→ Written request: From the interview about the music for The Long Walk, list every person who is named with both a first and a last name.

→ Source text:
────────────────────────────────────────

The Long Walk doesn’t dress up Stephen King’s story to be anything that it isn’t. Francis Lawrence’s adaptation stays true to the lean, often cruel spirit of the book, in which young men walk for their lives and a fat cash prize. All the complexity is behind the simplicity — that’s the spirit of The Long Walk.
Composer Jeremiah Fraites went for minimalism as well, mostly through piano and strings.
The Long Walk is the first feature-length film Fraites has scored in his career, which includes The Lumineers and two solo albums. Only a month from now, his next score hits theaters with the Bruce Springsteen film Deliver Me From Nowhere, which the composer notes is an even darker score than The Long Walk. Needless to say, it’s a thrilling time for the composer, who’s dreamed of scoring films since his teen years.
Recently, Fraites spoke with Daily Dead about writing an elegant and emotional score for the horrors of The Long Walk.
Simplicity and elegance works best with The Long Walk. Was that always your instinct when approaching the score?
Jeremiah Fraites: Leave it to Stephen King to make walking this abysmal horror thing. I really appreciated Francis Lawrence's vision about trying to preserve elegance in humanity. Obviously, violence, some gore, and horror are inevitable for a story like that, but the way he did it was really elegant. Before I started composing the ideas, he said, “I don't really want to make the violence too much in that sense.”
The goal was trying to service those aspects of the film that were inevitable, but also trying to have the music shine a spotlight on the friendships between the boys, particularly Ray (Cooper Hoffman) and Peter (David Johnson), but really, all of them. All these kids are creating these relationships in the bleakest of locations on pavement walking day and night, tired, exhausted, sleep deprived. Musically and artistically, trying to not glorify that violence and the gore, but focus again on the relationships between these boys, that was the mission.
There aren’t any cues in the score that scream, “You better start getting scared now.”

────────────────────────────────────────

→ Data segment:
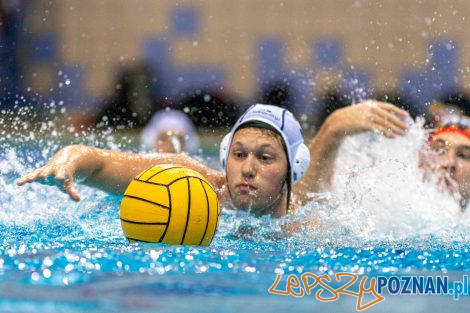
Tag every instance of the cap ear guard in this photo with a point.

────────────────────────────────────────

→ Final result: Stephen King, Francis Lawrence, Jeremiah Fraites, Bruce Springsteen, Cooper Hoffman, David Johnson